# [Exercise description]
Copy out the records word for word, from their start through the line containing "box: [45, 255, 190, 271]", and leave the pictures out.

# [Records for the exercise]
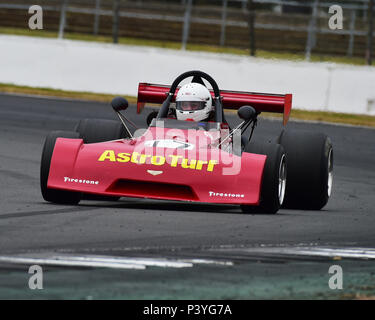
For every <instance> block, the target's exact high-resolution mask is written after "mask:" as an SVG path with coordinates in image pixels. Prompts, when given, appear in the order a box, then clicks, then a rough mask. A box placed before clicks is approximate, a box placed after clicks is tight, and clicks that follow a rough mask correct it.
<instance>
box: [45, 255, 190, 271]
mask: <svg viewBox="0 0 375 320" xmlns="http://www.w3.org/2000/svg"><path fill="white" fill-rule="evenodd" d="M52 259H56V260H59V261H60V260H67V261H86V262H91V261H93V262H103V263H128V264H133V265H141V266H145V267H164V268H189V267H192V266H193V264H192V263H189V262H182V261H181V262H180V261H178V260H177V261H174V260H167V259H163V258H160V259H154V258H123V257H111V256H95V255H94V256H91V255H90V256H88V255H86V256H68V255H62V256H53V257H52Z"/></svg>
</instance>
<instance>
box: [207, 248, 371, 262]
mask: <svg viewBox="0 0 375 320" xmlns="http://www.w3.org/2000/svg"><path fill="white" fill-rule="evenodd" d="M214 251H216V250H215V249H214ZM218 251H234V252H247V253H253V254H254V253H260V254H261V253H263V254H281V255H300V256H317V257H331V258H334V257H342V258H352V259H375V249H374V248H353V247H352V248H333V247H305V246H304V247H263V248H259V247H257V248H233V247H232V248H230V249H228V248H225V249H218Z"/></svg>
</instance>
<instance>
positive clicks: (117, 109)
mask: <svg viewBox="0 0 375 320" xmlns="http://www.w3.org/2000/svg"><path fill="white" fill-rule="evenodd" d="M111 106H112V108H113V109H114V110H115V111H121V110H126V109H127V108H128V106H129V103H128V100H126V99H125V98H123V97H116V98H113V99H112V102H111Z"/></svg>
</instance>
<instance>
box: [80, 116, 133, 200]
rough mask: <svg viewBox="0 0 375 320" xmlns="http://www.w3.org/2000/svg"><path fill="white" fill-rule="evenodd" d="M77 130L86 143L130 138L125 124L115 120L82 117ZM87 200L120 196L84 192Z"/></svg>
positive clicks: (112, 197)
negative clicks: (92, 118)
mask: <svg viewBox="0 0 375 320" xmlns="http://www.w3.org/2000/svg"><path fill="white" fill-rule="evenodd" d="M75 131H76V132H78V133H79V136H80V137H81V138H82V139H83V142H84V143H98V142H104V141H111V140H118V139H124V138H129V135H128V134H127V132H126V130H125V128H124V126H123V124H122V123H121V122H119V121H115V120H104V119H82V120H80V121H79V122H78V124H77V125H76V128H75ZM82 198H83V199H85V200H98V201H117V200H119V199H120V197H111V196H101V195H91V194H83V195H82Z"/></svg>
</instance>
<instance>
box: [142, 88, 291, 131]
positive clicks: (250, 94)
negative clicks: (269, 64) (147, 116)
mask: <svg viewBox="0 0 375 320" xmlns="http://www.w3.org/2000/svg"><path fill="white" fill-rule="evenodd" d="M169 89H170V87H169V86H165V85H160V84H149V83H140V84H139V86H138V101H137V113H141V112H142V110H143V108H144V106H145V103H156V104H161V103H163V102H164V100H165V99H166V97H167V95H168V92H169ZM178 89H179V88H177V90H176V92H175V96H174V97H173V99H172V101H175V98H176V95H177V93H178ZM210 92H211V95H212V97H214V93H213V91H212V90H210ZM220 95H221V97H222V105H223V108H225V109H233V110H237V109H239V108H240V107H242V106H244V105H250V106H252V107H254V108H255V110H256V111H258V112H275V113H282V114H283V124H284V125H285V124H286V123H287V122H288V119H289V115H290V111H291V109H292V95H291V94H285V95H282V94H268V93H252V92H241V91H228V90H221V91H220Z"/></svg>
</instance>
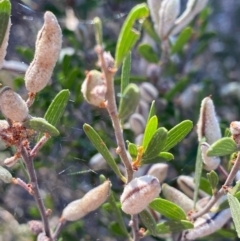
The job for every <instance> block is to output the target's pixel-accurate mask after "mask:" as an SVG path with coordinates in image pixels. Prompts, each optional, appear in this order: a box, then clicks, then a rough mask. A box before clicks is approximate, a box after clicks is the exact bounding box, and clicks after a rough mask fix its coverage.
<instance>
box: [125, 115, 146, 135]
mask: <svg viewBox="0 0 240 241" xmlns="http://www.w3.org/2000/svg"><path fill="white" fill-rule="evenodd" d="M129 124H130V127H131V130H132V131H133V132H134V133H135V135H139V134H141V133H143V131H144V127H145V125H146V121H145V119H144V117H143V116H142V115H140V114H138V113H134V114H132V115H131V116H130V118H129Z"/></svg>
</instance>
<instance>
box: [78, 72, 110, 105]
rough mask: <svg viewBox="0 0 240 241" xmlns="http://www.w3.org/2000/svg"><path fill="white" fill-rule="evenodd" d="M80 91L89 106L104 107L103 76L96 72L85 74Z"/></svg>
mask: <svg viewBox="0 0 240 241" xmlns="http://www.w3.org/2000/svg"><path fill="white" fill-rule="evenodd" d="M81 91H82V93H83V96H84V98H85V100H86V101H87V102H88V103H90V104H91V105H95V106H98V107H104V106H105V104H104V102H105V95H106V93H107V86H106V81H105V79H104V77H103V74H102V73H101V72H99V71H97V70H91V71H89V72H88V73H87V76H86V79H85V80H84V81H83V83H82V88H81Z"/></svg>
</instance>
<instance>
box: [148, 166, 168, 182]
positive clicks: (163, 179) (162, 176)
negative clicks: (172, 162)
mask: <svg viewBox="0 0 240 241" xmlns="http://www.w3.org/2000/svg"><path fill="white" fill-rule="evenodd" d="M167 172H168V165H167V164H166V163H157V164H153V165H152V166H151V168H150V169H149V170H148V175H151V176H154V177H156V178H157V179H158V181H159V182H160V183H161V182H163V181H164V180H165V178H166V177H167Z"/></svg>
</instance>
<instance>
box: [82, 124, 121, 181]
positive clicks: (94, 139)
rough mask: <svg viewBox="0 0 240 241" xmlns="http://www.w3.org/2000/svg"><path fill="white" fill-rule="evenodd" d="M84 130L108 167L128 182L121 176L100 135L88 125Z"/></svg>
mask: <svg viewBox="0 0 240 241" xmlns="http://www.w3.org/2000/svg"><path fill="white" fill-rule="evenodd" d="M83 130H84V132H85V134H86V135H87V137H88V138H89V140H90V141H91V142H92V144H93V145H94V146H95V148H96V149H97V150H98V152H99V153H100V154H102V156H103V157H104V159H105V160H106V162H107V163H108V165H109V166H110V167H111V168H112V170H113V171H114V172H115V174H116V175H117V176H118V177H119V178H120V179H121V180H122V181H123V182H126V179H125V177H124V176H123V175H122V174H121V172H120V171H119V169H118V166H117V164H116V162H115V160H114V159H113V157H112V155H111V153H110V152H109V150H108V148H107V146H106V144H105V143H104V141H103V140H102V138H101V137H100V136H99V135H98V133H97V132H96V131H95V130H94V129H93V128H92V127H91V126H90V125H88V124H84V125H83Z"/></svg>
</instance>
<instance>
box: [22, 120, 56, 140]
mask: <svg viewBox="0 0 240 241" xmlns="http://www.w3.org/2000/svg"><path fill="white" fill-rule="evenodd" d="M23 125H24V126H25V127H26V128H28V129H32V130H35V131H37V132H42V133H48V134H49V135H50V136H58V135H59V131H58V130H57V128H56V127H55V126H53V125H51V124H50V123H49V122H48V121H47V120H45V119H44V118H40V117H32V118H30V119H29V120H27V121H25V122H24V123H23Z"/></svg>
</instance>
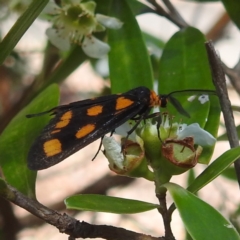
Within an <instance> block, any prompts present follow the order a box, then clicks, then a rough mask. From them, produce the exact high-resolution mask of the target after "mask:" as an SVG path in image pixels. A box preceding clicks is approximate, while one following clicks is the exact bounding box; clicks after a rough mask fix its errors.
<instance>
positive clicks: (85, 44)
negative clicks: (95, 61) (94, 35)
mask: <svg viewBox="0 0 240 240" xmlns="http://www.w3.org/2000/svg"><path fill="white" fill-rule="evenodd" d="M82 50H83V51H84V53H85V54H86V55H88V56H89V57H92V58H102V57H104V56H105V55H106V54H107V53H108V52H109V50H110V47H109V45H108V44H106V43H104V42H102V41H100V40H98V39H97V38H95V37H93V36H86V37H85V38H84V40H83V44H82Z"/></svg>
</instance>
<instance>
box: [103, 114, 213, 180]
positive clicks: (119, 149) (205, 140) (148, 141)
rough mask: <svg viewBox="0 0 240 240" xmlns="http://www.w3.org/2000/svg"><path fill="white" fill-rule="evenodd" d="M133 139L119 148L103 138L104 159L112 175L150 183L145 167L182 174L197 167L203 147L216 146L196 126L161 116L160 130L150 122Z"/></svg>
mask: <svg viewBox="0 0 240 240" xmlns="http://www.w3.org/2000/svg"><path fill="white" fill-rule="evenodd" d="M159 135H160V139H159ZM134 137H135V140H133V137H130V138H131V139H130V140H123V141H122V144H121V146H120V144H119V143H118V142H117V141H116V140H115V139H114V138H113V137H104V139H103V145H104V148H105V151H104V152H105V156H106V157H107V159H108V161H109V167H110V169H111V170H112V171H114V172H116V173H118V174H123V175H128V176H135V177H136V176H137V177H144V178H146V179H148V180H152V179H153V175H152V174H153V173H152V172H151V171H150V170H149V168H148V165H150V166H151V168H152V169H153V170H157V171H158V170H159V169H161V171H162V174H167V175H168V176H172V175H176V174H181V173H183V172H185V171H187V170H188V169H190V168H192V167H194V166H195V165H196V164H197V163H198V158H199V156H200V155H201V152H202V148H203V147H205V146H212V145H214V144H215V142H216V139H215V138H214V137H213V136H212V135H211V134H210V133H208V132H207V131H205V130H204V129H202V128H201V127H200V126H199V124H198V123H193V124H190V125H187V124H179V123H176V122H175V123H173V122H172V119H170V117H169V116H168V115H163V119H162V124H161V126H160V128H159V129H158V128H157V124H152V122H151V121H150V120H149V121H147V122H146V123H145V124H143V125H142V126H140V127H138V128H137V130H136V134H135V135H134ZM163 169H164V171H163ZM163 172H164V173H163Z"/></svg>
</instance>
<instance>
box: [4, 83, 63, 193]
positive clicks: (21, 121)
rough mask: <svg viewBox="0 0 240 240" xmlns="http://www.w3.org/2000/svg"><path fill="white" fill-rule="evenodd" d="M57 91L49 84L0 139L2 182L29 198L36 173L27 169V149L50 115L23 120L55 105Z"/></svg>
mask: <svg viewBox="0 0 240 240" xmlns="http://www.w3.org/2000/svg"><path fill="white" fill-rule="evenodd" d="M58 97H59V90H58V87H57V85H51V86H50V87H48V88H47V89H46V90H45V91H44V92H42V93H41V94H40V95H39V96H37V97H36V98H35V99H34V100H33V101H32V102H31V103H30V104H29V105H28V106H26V107H25V108H24V109H23V110H21V112H19V113H18V114H17V115H16V116H15V117H14V118H13V120H12V121H11V122H10V123H9V124H8V126H7V127H6V129H5V130H4V131H3V133H2V135H1V136H0V166H1V168H2V171H3V175H4V177H5V179H6V181H7V182H8V183H9V184H10V185H12V186H13V187H15V188H16V189H18V190H19V191H20V192H22V193H24V194H25V195H27V196H29V197H34V194H35V179H36V172H33V171H30V170H29V169H28V168H27V162H26V160H27V155H28V150H29V148H30V146H31V144H32V143H33V141H34V139H35V138H36V137H37V136H38V135H39V133H40V131H41V129H42V128H43V127H44V126H45V125H46V124H47V122H48V121H49V119H50V116H48V115H43V116H39V117H33V118H30V119H29V118H26V115H27V114H33V113H38V112H43V111H46V110H48V109H51V108H52V107H54V106H56V105H57V104H58Z"/></svg>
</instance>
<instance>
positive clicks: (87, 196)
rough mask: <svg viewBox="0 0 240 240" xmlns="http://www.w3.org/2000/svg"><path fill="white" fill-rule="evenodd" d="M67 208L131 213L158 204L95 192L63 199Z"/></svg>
mask: <svg viewBox="0 0 240 240" xmlns="http://www.w3.org/2000/svg"><path fill="white" fill-rule="evenodd" d="M65 204H66V207H67V208H68V209H77V210H82V211H94V212H108V213H116V214H133V213H140V212H146V211H149V210H152V209H155V208H158V207H159V205H157V204H152V203H147V202H142V201H138V200H132V199H126V198H117V197H110V196H104V195H97V194H83V195H76V196H72V197H69V198H67V199H65Z"/></svg>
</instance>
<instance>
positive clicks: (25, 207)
mask: <svg viewBox="0 0 240 240" xmlns="http://www.w3.org/2000/svg"><path fill="white" fill-rule="evenodd" d="M0 196H2V197H4V198H6V200H9V201H11V202H12V203H14V204H16V205H18V206H20V207H22V208H24V209H25V210H27V211H29V212H30V213H32V214H33V215H35V216H37V217H39V218H41V219H43V220H44V221H45V222H47V223H49V224H51V225H53V226H55V227H56V228H58V229H59V231H60V232H61V233H65V234H67V235H69V236H70V239H75V238H98V237H99V238H103V239H108V240H164V239H163V238H156V237H152V236H149V235H144V234H140V233H136V232H132V231H129V230H126V229H123V228H117V227H113V226H106V225H92V224H89V223H86V222H79V221H78V220H76V219H74V218H72V217H70V216H69V215H67V214H65V213H64V214H60V213H58V212H57V211H54V210H52V209H49V208H47V207H45V206H44V205H42V204H41V203H39V202H38V201H37V200H35V199H30V198H28V197H26V196H25V195H24V194H22V193H20V192H19V191H17V190H16V189H15V188H13V187H11V186H10V185H7V184H6V189H4V191H1V192H0Z"/></svg>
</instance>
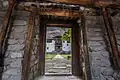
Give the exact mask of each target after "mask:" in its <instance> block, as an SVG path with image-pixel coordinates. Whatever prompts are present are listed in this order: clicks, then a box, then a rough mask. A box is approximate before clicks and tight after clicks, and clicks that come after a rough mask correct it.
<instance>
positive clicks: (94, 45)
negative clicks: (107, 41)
mask: <svg viewBox="0 0 120 80" xmlns="http://www.w3.org/2000/svg"><path fill="white" fill-rule="evenodd" d="M88 45H89V46H101V45H105V42H104V41H88Z"/></svg>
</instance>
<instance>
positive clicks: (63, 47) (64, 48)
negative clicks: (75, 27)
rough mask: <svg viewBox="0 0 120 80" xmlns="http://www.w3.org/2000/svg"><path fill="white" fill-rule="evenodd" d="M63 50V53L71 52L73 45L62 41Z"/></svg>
mask: <svg viewBox="0 0 120 80" xmlns="http://www.w3.org/2000/svg"><path fill="white" fill-rule="evenodd" d="M62 50H63V51H67V52H68V51H71V43H67V41H62Z"/></svg>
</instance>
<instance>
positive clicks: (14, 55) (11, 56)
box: [10, 52, 23, 58]
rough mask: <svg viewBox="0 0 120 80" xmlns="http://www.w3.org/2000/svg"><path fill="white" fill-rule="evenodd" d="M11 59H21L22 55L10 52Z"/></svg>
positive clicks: (16, 52) (18, 52)
mask: <svg viewBox="0 0 120 80" xmlns="http://www.w3.org/2000/svg"><path fill="white" fill-rule="evenodd" d="M10 54H11V58H22V57H23V56H22V53H19V52H11V53H10Z"/></svg>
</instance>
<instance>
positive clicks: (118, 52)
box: [102, 8, 120, 69]
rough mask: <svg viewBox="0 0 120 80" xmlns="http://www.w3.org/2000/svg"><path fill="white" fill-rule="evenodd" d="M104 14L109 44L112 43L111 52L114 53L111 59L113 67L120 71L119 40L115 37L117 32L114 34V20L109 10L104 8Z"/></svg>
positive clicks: (103, 8) (114, 33)
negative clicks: (115, 33)
mask: <svg viewBox="0 0 120 80" xmlns="http://www.w3.org/2000/svg"><path fill="white" fill-rule="evenodd" d="M102 13H103V19H104V24H105V28H106V31H107V35H108V38H109V42H110V47H111V51H112V52H111V58H112V61H113V65H114V67H115V69H120V57H119V50H118V46H117V40H116V37H115V32H114V28H113V24H112V19H111V16H110V13H109V9H107V8H102Z"/></svg>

# [Worked solution]
For every <instance> block, the target's exact high-resolution mask is written after "mask:" as an SVG path with coordinates in image pixels. Prompts, when given, appear in the order a box, then clicks, then a rough mask. A box placed before clicks is approximate, a box placed after clicks is tight, and clicks that follow a rough mask correct it.
<instance>
box: [45, 255, 190, 271]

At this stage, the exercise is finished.